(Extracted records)
───
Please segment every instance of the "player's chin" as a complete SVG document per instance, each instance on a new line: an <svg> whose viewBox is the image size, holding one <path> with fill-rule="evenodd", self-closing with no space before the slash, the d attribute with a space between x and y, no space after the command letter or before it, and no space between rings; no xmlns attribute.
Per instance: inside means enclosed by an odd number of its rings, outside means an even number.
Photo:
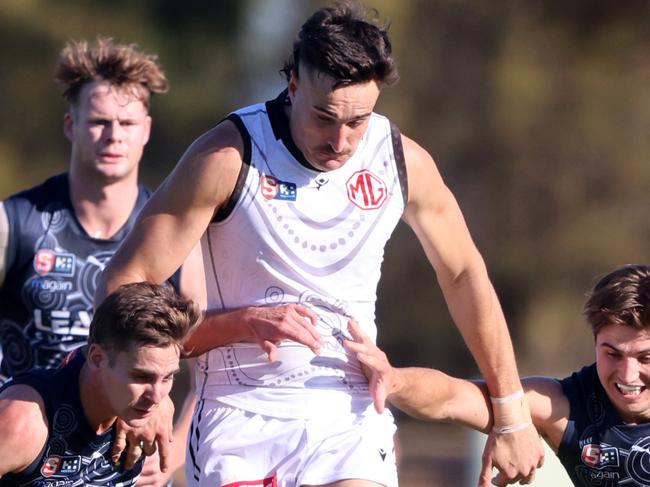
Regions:
<svg viewBox="0 0 650 487"><path fill-rule="evenodd" d="M122 418L131 428L142 428L149 422L149 418Z"/></svg>
<svg viewBox="0 0 650 487"><path fill-rule="evenodd" d="M350 160L350 154L336 154L331 151L317 151L311 160L311 164L319 171L333 171L342 167Z"/></svg>
<svg viewBox="0 0 650 487"><path fill-rule="evenodd" d="M127 417L122 419L124 419L124 422L132 428L138 428L147 424L151 416L153 416L154 410L155 408L148 410L132 408Z"/></svg>

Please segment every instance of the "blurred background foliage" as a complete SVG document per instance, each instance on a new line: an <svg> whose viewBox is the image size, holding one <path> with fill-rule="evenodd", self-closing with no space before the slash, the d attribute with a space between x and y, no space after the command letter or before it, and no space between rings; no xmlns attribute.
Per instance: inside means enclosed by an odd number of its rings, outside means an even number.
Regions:
<svg viewBox="0 0 650 487"><path fill-rule="evenodd" d="M52 81L69 39L109 35L157 53L142 179L156 187L227 113L273 97L302 0L3 0L0 197L64 171L66 105ZM648 262L650 4L367 0L390 21L400 82L377 111L436 159L487 262L524 374L592 358L584 294ZM379 288L380 344L396 364L476 375L408 227Z"/></svg>

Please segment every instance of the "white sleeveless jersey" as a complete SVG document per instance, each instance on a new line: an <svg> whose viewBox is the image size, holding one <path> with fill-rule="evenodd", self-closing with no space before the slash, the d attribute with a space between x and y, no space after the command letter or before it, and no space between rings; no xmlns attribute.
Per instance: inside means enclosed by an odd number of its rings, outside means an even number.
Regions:
<svg viewBox="0 0 650 487"><path fill-rule="evenodd" d="M318 315L322 351L292 341L269 362L255 343L211 350L197 364L200 397L275 417L371 403L359 362L342 339L354 317L376 339L384 246L406 201L398 130L372 114L342 167L314 170L293 143L285 97L228 119L245 141L244 165L225 214L202 237L208 309L298 303Z"/></svg>

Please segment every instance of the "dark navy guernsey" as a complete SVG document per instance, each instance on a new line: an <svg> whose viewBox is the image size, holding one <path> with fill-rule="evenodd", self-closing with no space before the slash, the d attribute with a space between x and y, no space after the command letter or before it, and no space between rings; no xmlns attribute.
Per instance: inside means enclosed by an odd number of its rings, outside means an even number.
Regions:
<svg viewBox="0 0 650 487"><path fill-rule="evenodd" d="M650 486L650 424L626 424L607 397L596 365L561 381L569 424L558 457L577 486Z"/></svg>
<svg viewBox="0 0 650 487"><path fill-rule="evenodd" d="M6 474L0 487L72 487L135 485L144 457L132 470L124 471L111 462L114 427L95 434L81 406L79 373L85 362L75 352L63 367L37 369L7 382L0 391L26 384L39 392L45 404L48 439L39 456L23 472Z"/></svg>
<svg viewBox="0 0 650 487"><path fill-rule="evenodd" d="M9 241L0 287L0 384L34 366L56 367L86 343L99 275L150 194L139 186L134 211L109 239L92 238L77 220L67 174L4 201Z"/></svg>

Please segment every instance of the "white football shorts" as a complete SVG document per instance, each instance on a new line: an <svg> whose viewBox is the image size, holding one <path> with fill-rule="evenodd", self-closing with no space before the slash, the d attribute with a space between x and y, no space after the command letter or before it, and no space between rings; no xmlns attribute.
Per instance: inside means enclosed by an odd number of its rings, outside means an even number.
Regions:
<svg viewBox="0 0 650 487"><path fill-rule="evenodd" d="M300 487L366 479L397 487L393 415L283 419L202 400L185 462L189 487Z"/></svg>

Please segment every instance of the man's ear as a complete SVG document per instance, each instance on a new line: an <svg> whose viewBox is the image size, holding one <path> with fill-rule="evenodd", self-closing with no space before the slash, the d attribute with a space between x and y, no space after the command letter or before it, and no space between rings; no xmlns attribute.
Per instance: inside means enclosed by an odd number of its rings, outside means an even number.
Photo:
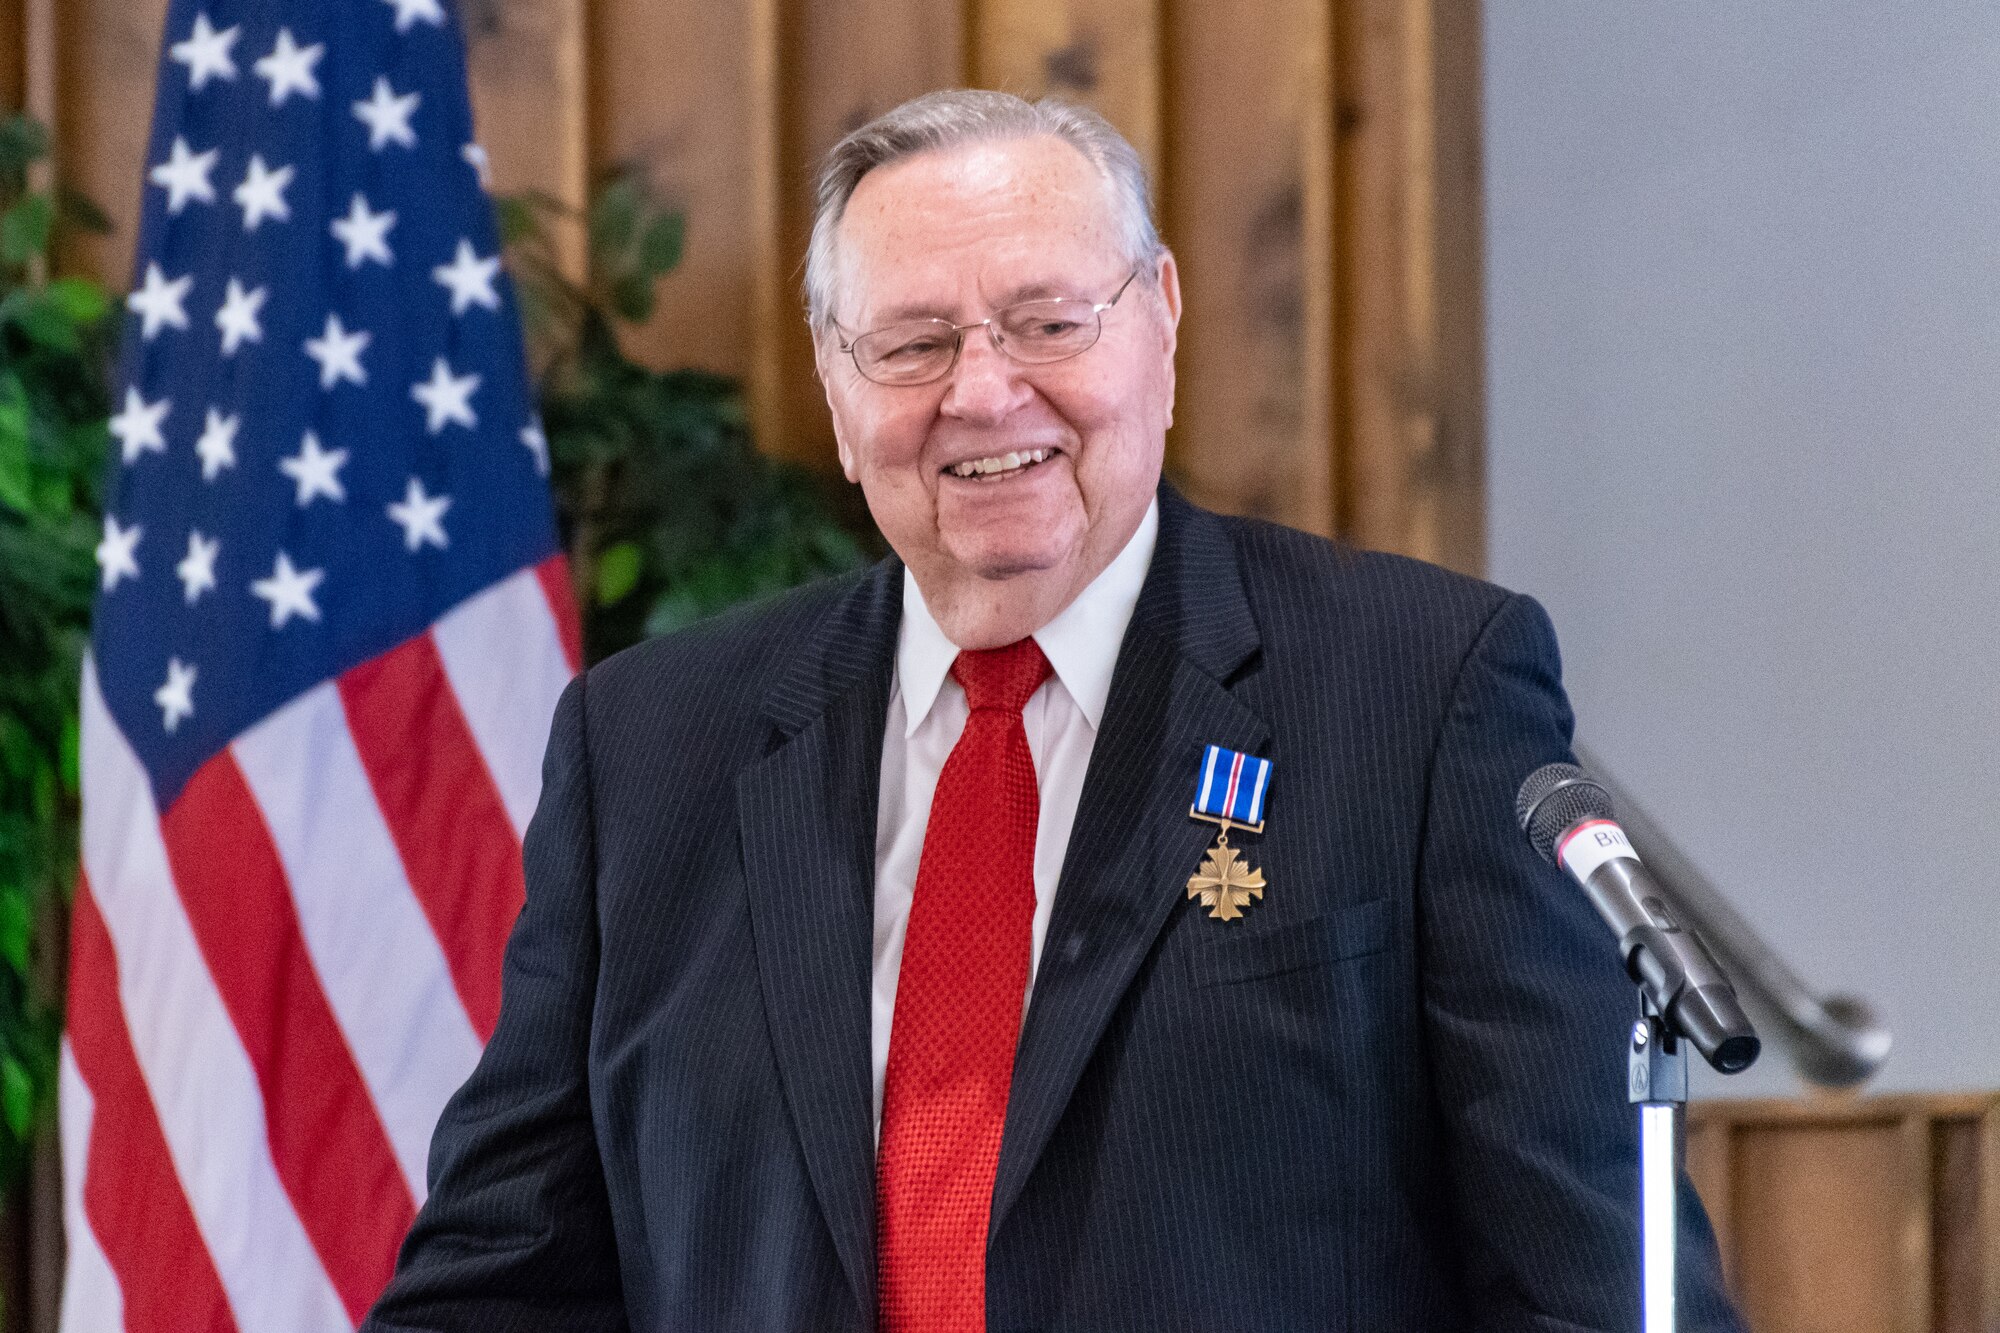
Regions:
<svg viewBox="0 0 2000 1333"><path fill-rule="evenodd" d="M1175 334L1181 326L1181 272L1174 263L1174 252L1162 247L1159 267L1153 275L1158 280L1160 304L1166 311L1167 355L1174 354Z"/></svg>
<svg viewBox="0 0 2000 1333"><path fill-rule="evenodd" d="M808 323L806 324L806 330L807 332L812 334L813 374L819 377L820 384L827 390L827 392L831 393L833 391L833 385L831 383L832 376L828 373L830 367L827 364L828 355L826 346L827 342L826 334L824 331L814 328L810 321L808 321Z"/></svg>
<svg viewBox="0 0 2000 1333"><path fill-rule="evenodd" d="M840 475L860 485L861 470L854 464L854 451L847 447L847 431L840 424L839 413L833 418L833 445L840 453Z"/></svg>
<svg viewBox="0 0 2000 1333"><path fill-rule="evenodd" d="M1181 326L1181 274L1174 263L1174 252L1160 251L1159 267L1154 272L1159 280L1160 313L1160 356L1166 362L1167 420L1169 429L1174 424L1174 348L1179 342Z"/></svg>

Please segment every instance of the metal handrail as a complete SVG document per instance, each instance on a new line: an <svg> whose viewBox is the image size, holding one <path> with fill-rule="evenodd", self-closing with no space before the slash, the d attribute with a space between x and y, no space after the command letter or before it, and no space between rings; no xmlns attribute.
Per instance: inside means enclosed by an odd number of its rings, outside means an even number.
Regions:
<svg viewBox="0 0 2000 1333"><path fill-rule="evenodd" d="M1617 808L1618 823L1708 944L1760 1026L1775 1034L1801 1077L1821 1087L1865 1082L1889 1058L1888 1027L1856 995L1819 995L1792 971L1722 891L1695 868L1632 794L1582 746L1577 758Z"/></svg>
───
| WORK ORDER |
Restate each entry word for word, leaving out any pictures.

| WRITTEN RESPONSE |
Please segment every instance of the "player's chin" as a complete SVG document per instance, each instance on a new line: an <svg> whose viewBox is the image size, holding one <path> with fill-rule="evenodd", self-closing with no space before the slash, the d attribute with a space between x and y, no space after the command letter or before it, and no space between rings; no xmlns attribute.
Per instance: inside means enclosed by an odd number of its rings, outside means an even number.
Photo:
Regions:
<svg viewBox="0 0 650 487"><path fill-rule="evenodd" d="M122 418L131 428L142 428L149 422L149 418Z"/></svg>
<svg viewBox="0 0 650 487"><path fill-rule="evenodd" d="M350 160L350 154L336 154L331 151L317 151L311 160L311 164L319 171L333 171L342 167Z"/></svg>
<svg viewBox="0 0 650 487"><path fill-rule="evenodd" d="M127 417L122 419L124 419L124 422L132 428L138 428L147 424L151 416L153 416L154 410L155 408L148 410L132 408Z"/></svg>

Please segment every instance of the "blurred background foliage" as a complete SVG document per instance, each instance on a new line: an <svg> whose viewBox is the image size, holding one <path> with fill-rule="evenodd", self-closing with no space before the slash, the d attribute with a space between x and y, no space after the command letter or before it, and no space between rings; no xmlns attribute.
Per instance: inside means enclosed by an odd number of its rings, outside means an even number.
Regions:
<svg viewBox="0 0 650 487"><path fill-rule="evenodd" d="M52 81L69 39L109 35L157 53L142 179L156 187L227 113L273 97L302 0L3 0L0 197L64 171L66 105ZM648 262L650 4L367 0L390 21L400 82L377 111L436 159L487 262L524 374L592 358L584 294ZM379 288L380 344L396 364L476 375L408 227Z"/></svg>

Please segment every instance of the "white sleeveless jersey" as a complete SVG document per instance, each instance on a new line: an <svg> whose viewBox is the image size, holding one <path> with fill-rule="evenodd", self-closing with no space before the slash, the d attribute with a space between x and y, no space after the command letter or before it, and no space between rings; no xmlns attribute.
Per instance: inside means enclosed by an odd number of its rings, outside means an even number.
Regions:
<svg viewBox="0 0 650 487"><path fill-rule="evenodd" d="M318 315L322 351L292 341L269 362L255 343L211 350L197 364L200 397L275 417L371 403L359 362L342 339L354 317L376 339L384 246L406 201L398 130L372 114L342 167L314 170L293 143L285 97L228 119L245 141L244 165L225 214L202 237L208 309L298 303Z"/></svg>

Please segment every instance of the "dark navy guernsey" as a complete SVG document per instance, each instance on a new line: an <svg> whose viewBox is the image size, holding one <path> with fill-rule="evenodd", self-closing with no space before the slash, the d attribute with a space between x and y, no space after the command letter or before it, and no space between rings; no xmlns attribute.
Per instance: inside means enclosed by an odd number of its rings, outside means an even number.
Regions:
<svg viewBox="0 0 650 487"><path fill-rule="evenodd" d="M650 486L650 424L626 424L607 397L596 365L561 381L569 424L558 457L577 486Z"/></svg>
<svg viewBox="0 0 650 487"><path fill-rule="evenodd" d="M6 474L0 487L72 487L135 485L144 457L132 470L124 471L111 462L114 427L95 434L81 406L79 373L85 362L75 352L63 367L37 369L7 382L0 391L26 384L39 392L45 404L48 439L39 456L23 472Z"/></svg>
<svg viewBox="0 0 650 487"><path fill-rule="evenodd" d="M9 241L0 287L0 384L34 366L56 367L86 343L99 275L150 194L139 186L134 211L109 239L92 238L77 220L67 174L4 201Z"/></svg>

Please segment every instance of the "white football shorts" as a complete SVG document per instance, each instance on a new line: an <svg> whose viewBox is the image size, holding one <path> with fill-rule="evenodd", self-closing with no space before the slash, the d attribute with a space between x and y, no space after the command letter or before it, and no space between rings; no xmlns attribute.
Per instance: inside means enclosed by an odd number of its rings, outside means an even number.
Regions:
<svg viewBox="0 0 650 487"><path fill-rule="evenodd" d="M300 487L366 479L397 487L393 415L283 419L202 400L185 462L189 487Z"/></svg>

Please segment every instance of the man's ear as a complete SVG document per instance, each instance on a new line: an <svg> whose viewBox is the image size, holding one <path> with fill-rule="evenodd", self-closing with no space before the slash, the d attribute with a space between x and y, no space after the command letter or before it, and no space between rings; no xmlns attribute.
Per instance: inside means enclosed by an odd number of its rings, outside means an even number.
Photo:
Regions:
<svg viewBox="0 0 2000 1333"><path fill-rule="evenodd" d="M1175 334L1181 326L1181 272L1174 263L1174 252L1162 247L1159 267L1153 275L1158 280L1160 304L1166 311L1167 355L1174 354Z"/></svg>
<svg viewBox="0 0 2000 1333"><path fill-rule="evenodd" d="M808 323L806 324L806 330L807 332L812 334L813 374L819 377L820 384L827 390L827 392L831 393L833 391L833 385L831 383L832 376L828 373L830 367L827 364L828 355L826 346L827 342L826 334L824 331L814 328L810 321L808 321Z"/></svg>
<svg viewBox="0 0 2000 1333"><path fill-rule="evenodd" d="M840 475L860 485L861 470L854 464L854 451L847 447L847 431L840 424L839 413L833 418L833 445L840 453Z"/></svg>
<svg viewBox="0 0 2000 1333"><path fill-rule="evenodd" d="M1181 326L1181 274L1174 263L1174 252L1160 251L1159 267L1154 272L1159 280L1160 313L1160 356L1166 362L1167 420L1169 429L1174 424L1174 348L1179 342Z"/></svg>

Please segment every instance of the metal handrail as a complete SVG document per instance, each instance on a new line: an <svg> whose viewBox is the image size, holding one <path> with fill-rule="evenodd", self-closing with no space before the slash, the d attribute with a space between x and y, no space after the command letter or before it, and no space between rings; no xmlns attribute.
Per instance: inside means enclosed by an odd number of its rings, outside means an even number.
Regions:
<svg viewBox="0 0 2000 1333"><path fill-rule="evenodd" d="M1617 808L1618 823L1708 944L1760 1026L1775 1034L1801 1077L1821 1087L1865 1082L1889 1058L1888 1027L1856 995L1819 995L1792 971L1722 891L1695 868L1632 794L1582 746L1577 758Z"/></svg>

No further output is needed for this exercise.